◆ PASSAGE
━━━━━━━━━━

Kaaval Geetham () is a 1992 Tamil-language romantic action film directed by S. P. Muthuraman, starring Vikram and Sithara. The film was released on 14 February 1992.

Plot 

Priya is a crime journalist. She is investigating the rape and murder of a victim whose face has been disfigured through acid. Inspector Ashok is assigned to the same jurisdiction.  He saves Priya from the murderer's henchmen, arrests the murderer and begins courtship with Priya. One day Arthanari, a house husband, comes to Ashok suspecting that his neighbor Ramesh may have murdered his wife after a loud quarrel.

Priya and Ashok stumble upon a little girl who happens to be the daughter of Ramesh. Investigations reveal that the girl's mother Thangam was cheated by Ramesh in the village. Ramesh and his girlfriend Rathna successfully kills Thangam and tries to do the same to the little girl but gets saved by Ashok. As the criminal investigation proceeds, Ramesh slowly removes witnesses by various unscrupulous means. What transpires later forms the crux of the story.

━━━━━━━━━━

◆ SOURCE EXCERPT
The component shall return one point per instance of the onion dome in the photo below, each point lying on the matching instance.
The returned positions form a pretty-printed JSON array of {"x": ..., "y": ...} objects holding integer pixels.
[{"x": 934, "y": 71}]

━━━━━━━━━━

◆ INSTRUCTION A
Answer these from the film summary above, one per line:
(i) Who directed the film?
(ii) What is Priya's job?
(iii) What is the name of the little girl's mother?
◆ INSTRUCTION B
Translate this sentence from the film summary into Spanish: "The film was released on 14 February 1992."
◆ INSTRUCTION C
Return the part of the film summary between "Priya and Ashok" and "of the story.", inclusive, word for word.

◆ COMPLETE RESPONSE A
(i) S. P. Muthuraman
(ii) She is a crime journalist.
(iii) Thangam

◆ COMPLETE RESPONSE B
La película se estrenó el 14 de febrero de 1992.

◆ COMPLETE RESPONSE C
Priya and Ashok stumble upon a little girl who happens to be the daughter of Ramesh. Investigations reveal that the girl's mother Thangam was cheated by Ramesh in the village. Ramesh and his girlfriend Rathna successfully kills Thangam and tries to do the same to the little girl but gets saved by Ashok. As the criminal investigation proceeds, Ramesh slowly removes witnesses by various unscrupulous means. What transpires later forms the crux of the story.